- **Problem details**: Output all records precisely as written.

- **Recorded information**:
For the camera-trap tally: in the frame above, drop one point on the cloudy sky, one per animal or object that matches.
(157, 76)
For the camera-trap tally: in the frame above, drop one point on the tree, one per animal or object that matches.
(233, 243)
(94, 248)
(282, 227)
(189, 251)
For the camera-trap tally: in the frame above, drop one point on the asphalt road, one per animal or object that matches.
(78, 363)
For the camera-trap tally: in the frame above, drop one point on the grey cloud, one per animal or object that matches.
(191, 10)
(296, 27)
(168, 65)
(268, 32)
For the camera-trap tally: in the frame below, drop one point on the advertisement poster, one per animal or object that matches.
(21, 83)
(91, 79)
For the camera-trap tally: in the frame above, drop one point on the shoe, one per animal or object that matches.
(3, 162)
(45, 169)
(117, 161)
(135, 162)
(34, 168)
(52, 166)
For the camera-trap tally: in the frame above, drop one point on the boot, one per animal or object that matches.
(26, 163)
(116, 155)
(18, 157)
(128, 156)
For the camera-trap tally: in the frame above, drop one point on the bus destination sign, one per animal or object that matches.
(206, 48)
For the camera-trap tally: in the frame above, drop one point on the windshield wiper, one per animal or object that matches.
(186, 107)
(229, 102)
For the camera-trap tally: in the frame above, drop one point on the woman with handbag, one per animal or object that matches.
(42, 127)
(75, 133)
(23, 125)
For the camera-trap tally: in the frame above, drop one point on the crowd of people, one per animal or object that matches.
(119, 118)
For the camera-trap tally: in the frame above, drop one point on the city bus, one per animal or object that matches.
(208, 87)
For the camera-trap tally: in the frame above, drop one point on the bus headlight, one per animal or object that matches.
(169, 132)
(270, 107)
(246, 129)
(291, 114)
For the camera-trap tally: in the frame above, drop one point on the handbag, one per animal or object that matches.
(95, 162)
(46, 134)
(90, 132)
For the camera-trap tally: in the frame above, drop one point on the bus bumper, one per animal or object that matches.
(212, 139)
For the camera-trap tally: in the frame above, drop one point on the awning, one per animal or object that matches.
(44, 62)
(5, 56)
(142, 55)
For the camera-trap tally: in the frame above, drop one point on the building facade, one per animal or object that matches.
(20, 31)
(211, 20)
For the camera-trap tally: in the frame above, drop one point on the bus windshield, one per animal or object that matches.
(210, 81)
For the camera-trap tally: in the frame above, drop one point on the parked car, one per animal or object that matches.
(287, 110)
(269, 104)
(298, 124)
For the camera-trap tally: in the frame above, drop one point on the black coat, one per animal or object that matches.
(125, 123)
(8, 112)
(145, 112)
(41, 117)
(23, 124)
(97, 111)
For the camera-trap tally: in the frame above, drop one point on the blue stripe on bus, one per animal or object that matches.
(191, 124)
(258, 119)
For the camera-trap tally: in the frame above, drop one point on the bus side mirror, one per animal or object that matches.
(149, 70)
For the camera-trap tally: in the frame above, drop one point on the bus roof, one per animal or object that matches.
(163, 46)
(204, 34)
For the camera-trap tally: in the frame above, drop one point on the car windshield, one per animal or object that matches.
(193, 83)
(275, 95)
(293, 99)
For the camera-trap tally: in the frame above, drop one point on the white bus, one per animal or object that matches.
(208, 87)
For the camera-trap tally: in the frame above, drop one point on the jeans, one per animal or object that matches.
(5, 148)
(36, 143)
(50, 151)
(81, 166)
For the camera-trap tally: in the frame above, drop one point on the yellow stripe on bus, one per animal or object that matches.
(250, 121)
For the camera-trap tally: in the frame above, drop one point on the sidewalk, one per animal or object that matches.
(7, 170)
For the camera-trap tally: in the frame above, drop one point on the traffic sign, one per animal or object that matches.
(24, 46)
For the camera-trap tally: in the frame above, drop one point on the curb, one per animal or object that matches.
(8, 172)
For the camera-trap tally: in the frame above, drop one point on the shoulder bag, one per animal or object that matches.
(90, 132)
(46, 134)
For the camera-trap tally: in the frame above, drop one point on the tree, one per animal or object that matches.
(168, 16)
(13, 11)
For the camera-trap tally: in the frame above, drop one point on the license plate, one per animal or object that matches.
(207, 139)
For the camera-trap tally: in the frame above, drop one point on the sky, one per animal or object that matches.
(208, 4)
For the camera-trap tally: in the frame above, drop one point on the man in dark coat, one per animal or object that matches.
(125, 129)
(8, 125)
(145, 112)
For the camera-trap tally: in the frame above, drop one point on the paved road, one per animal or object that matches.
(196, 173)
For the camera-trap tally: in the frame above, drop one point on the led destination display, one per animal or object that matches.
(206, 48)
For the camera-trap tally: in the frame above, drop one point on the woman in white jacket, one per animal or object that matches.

- **Final answer**:
For the camera-trap tally: in the frame above, drop one point on the cloudy sky, one per animal or object that matches.
(157, 76)
For the camera-trap tally: in the frame above, drop one point on the tree, one per animal or object that matches.
(233, 243)
(94, 248)
(282, 227)
(189, 251)
For the camera-trap tally: in the frame above, drop one point on the asphalt road, one per animal or object that matches.
(78, 363)
For the camera-trap tally: in the frame above, drop one point on the grey cloud, one per animal or object that matches.
(191, 10)
(296, 27)
(168, 65)
(268, 32)
For the camera-trap tally: in the frame below, drop one point on the advertisement poster, one per animal or object that matches.
(21, 83)
(91, 79)
For the camera-trap tally: in the frame above, drop one point on the shoe, one per animal or object that matches.
(3, 162)
(45, 169)
(117, 161)
(135, 162)
(34, 168)
(52, 166)
For the camera-trap tally: in the frame above, drop one point on the boot, one per animal or object that matches.
(26, 163)
(116, 155)
(18, 157)
(128, 156)
For the camera-trap tally: in the frame above, drop one point on the bus destination sign, one per animal or object that matches.
(206, 48)
For the camera-trap tally: in the frame above, drop one point on the windshield wiper, one per animal or object that matches.
(186, 107)
(229, 102)
For the camera-trap tally: in the frame above, drop one point on the woman with handbag, one per animal or object that matches.
(42, 127)
(75, 133)
(23, 125)
For the camera-trap tally: in the frame above, drop one point on the crowd of people, one per animal or object that matches.
(119, 118)
For the camera-trap tally: in the frame above, drop one point on the city bus, one per animal or object that matches.
(208, 87)
For the camera-trap tally: in the frame above, drop one point on the bus headlight, one per animal or object that matches.
(169, 132)
(270, 107)
(246, 129)
(291, 114)
For the camera-trap tally: in the frame above, drop one point on the handbag, one per animal or object that matches.
(95, 162)
(46, 134)
(90, 132)
For the camera-trap tally: in the frame above, drop one point on the bus bumper, one per animal or object that matches.
(212, 139)
For the camera-trap tally: in the frame above, drop one point on the awning, one per animal or object that matches.
(44, 62)
(5, 56)
(142, 55)
For the camera-trap tally: in the frame above, drop one point on the building facade, one per animal or object that matches.
(20, 31)
(211, 20)
For the camera-trap tally: in the frame above, drop one point on the bus windshield, one per animal or object that matches.
(210, 81)
For the camera-trap tally: in the frame above, drop one point on the parked car, one per animal or object that matches.
(287, 110)
(269, 104)
(298, 124)
For the camera-trap tally: in the frame above, drop one point on the black coat, one per animal or object that matches.
(125, 123)
(8, 112)
(145, 112)
(41, 117)
(23, 124)
(97, 111)
For the camera-trap tally: in the frame above, drop one point on the blue stripe on bus, one per animal or object that matches.
(191, 124)
(258, 119)
For the camera-trap tally: in the frame above, drop one point on the bus side mirror, one per animal or object that matches.
(149, 70)
For the camera-trap tally: in the frame above, drop one point on the bus roof, one per animal or object that matches.
(163, 46)
(204, 34)
For the camera-trap tally: in the frame above, drop one point on the car windshield, one per animal or object that matches.
(193, 83)
(275, 95)
(293, 99)
For the camera-trap tally: in the frame above, drop one point on the white bus, one per animal or object that matches.
(208, 87)
For the camera-trap tally: in the frame above, drop one point on the jeans, one per animal or object that matches.
(5, 148)
(36, 143)
(50, 151)
(81, 166)
For the camera-trap tally: in the frame above, drop one point on the yellow stripe on bus, one per animal or object that matches.
(250, 121)
For the camera-trap tally: in the frame above, drop one point on the sidewalk, one per animal or object that matches.
(7, 170)
For the camera-trap tally: in the frame above, drop one point on the traffic sign, one per animal or object that matches.
(24, 46)
For the camera-trap tally: in the frame above, drop one point on the curb, one per animal or object that matches.
(8, 172)
For the camera-trap tally: in the frame above, drop one point on the shoulder bag, one per animal or object that matches.
(90, 132)
(46, 134)
For the camera-trap tally: in the frame above, drop one point on the tree, one per animal or object that matches.
(168, 16)
(13, 11)
For the camera-trap tally: in the frame above, drop one point on the license plate, one per animal or object that matches.
(207, 139)
For the camera-trap tally: in the frame above, drop one point on the sky, one per animal or object that matches.
(208, 4)
For the camera-trap tally: in the frame above, drop one point on the man in dark coat, one per animal or object that matches.
(125, 129)
(8, 125)
(145, 112)
For the camera-trap tally: in the frame above, drop one point on the paved road, one per animal or object that matches.
(196, 173)
For the camera-trap tally: in the frame above, drop one point on the led destination display, one per animal or object that matches.
(206, 48)
For the camera-trap tally: in the frame above, drop one point on the woman in white jacket, one per animal or object that matches.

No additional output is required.